• SUPPLIED PASSAGE
Question

If $y = \left(\tan^{-1} x\right)^{2}$ then $ \left(x^{2} + 1\right)^{2} \frac{d^{2}y}{dx^{2} } + 2x \left(x^{2} + 1 \right) \frac{dy}{dx} = $

• A. 4
• B. 2
• C. 1
• D. 0

Answer 1

The Correct Option is B

We have,
\(y=\left(\tan ^{-1} x\right)^{2}\)
On differentiating w.r.t. \(x,\) we get
\(\frac{d y}{d x} =\frac{2 \tan ^{-1} x}{1+x^{2}}\)
\(\Rightarrow \left(1+x^{2}\right) \frac{d y}{d x} =2 \tan ^{-1} x\)
On squaring both sides, we get
\(\left(1+x^{2}\right)^{2}\left(\frac{d y}{d x}\right)^{2}=4\left(\tan ^{-1} x\right)^{2}\)
\(\Rightarrow \left(1+x^{2}\right)^{2}\left(\frac{d y}{d x}\right)^{2}=4 y \left[\because y=\left(\tan ^{-1} x\right)^{2}\right]\)

• DATASET EXCERPT
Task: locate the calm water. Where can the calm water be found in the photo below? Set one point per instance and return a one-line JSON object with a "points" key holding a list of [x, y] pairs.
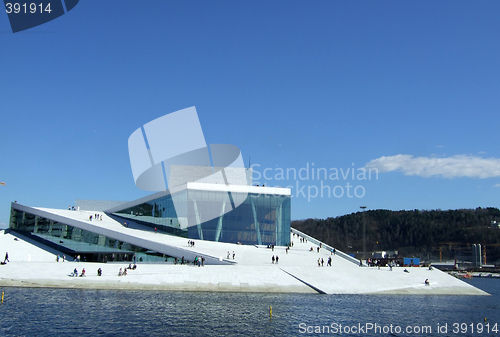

• OBJECTIVE
Carry on the worked solution to the inverse tangent problem above, starting after its last line.

• SOLVED PROBLEM
Again, differentiating w.r.t.x, we get
\(\left(1+x^{2}\right)^{2}\left(2 \frac{d y}{d x} \cdot \frac{d^{2} y}{d x^{2}}\right)+2\left(1+x^{2}\right)(2 x)\left(\frac{d y}{d x}\right)^{2}=4 \frac{d y}{d x}\)
On dividing both sides by \(2 \frac{d y}{d x}\),
we get
\(\left(1+x^{2}\right)^{2}\left(\frac{d^{2} y}{d x^{2}}\right)+2 x\left(1+x^{2}\right) \frac{d y}{d x}=2\)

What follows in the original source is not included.